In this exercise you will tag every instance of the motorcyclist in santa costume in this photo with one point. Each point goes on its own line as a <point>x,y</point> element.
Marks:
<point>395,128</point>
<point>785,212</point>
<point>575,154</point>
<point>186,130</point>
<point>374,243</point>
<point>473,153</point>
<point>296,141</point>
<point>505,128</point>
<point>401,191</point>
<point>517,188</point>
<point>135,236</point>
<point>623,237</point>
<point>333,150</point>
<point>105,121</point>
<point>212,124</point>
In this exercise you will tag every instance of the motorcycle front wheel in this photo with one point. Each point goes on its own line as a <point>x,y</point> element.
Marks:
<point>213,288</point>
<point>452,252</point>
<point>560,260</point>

══════

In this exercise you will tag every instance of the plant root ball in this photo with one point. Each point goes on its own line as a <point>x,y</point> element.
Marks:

══════

-- Task prompt --
Update the records from the line with "In this exercise you will tag every instance of the motorcyclist" to the line with "<point>560,260</point>", replacing "exercise" with "task" and leaving everything else unchanged.

-- The result --
In this task you will tag every instance of the motorcyclist in santa costume in this photo with one point. Each point goes on its own line as a <point>x,y</point> element.
Marks:
<point>395,128</point>
<point>785,212</point>
<point>575,154</point>
<point>186,130</point>
<point>374,243</point>
<point>473,153</point>
<point>296,141</point>
<point>505,128</point>
<point>401,191</point>
<point>517,188</point>
<point>135,236</point>
<point>623,237</point>
<point>333,150</point>
<point>105,121</point>
<point>212,124</point>
In this task you will tag every instance of the motorcycle front wheel in this photo with one point. Each point goes on its own line as a <point>x,y</point> element.
Marks:
<point>213,288</point>
<point>452,252</point>
<point>560,260</point>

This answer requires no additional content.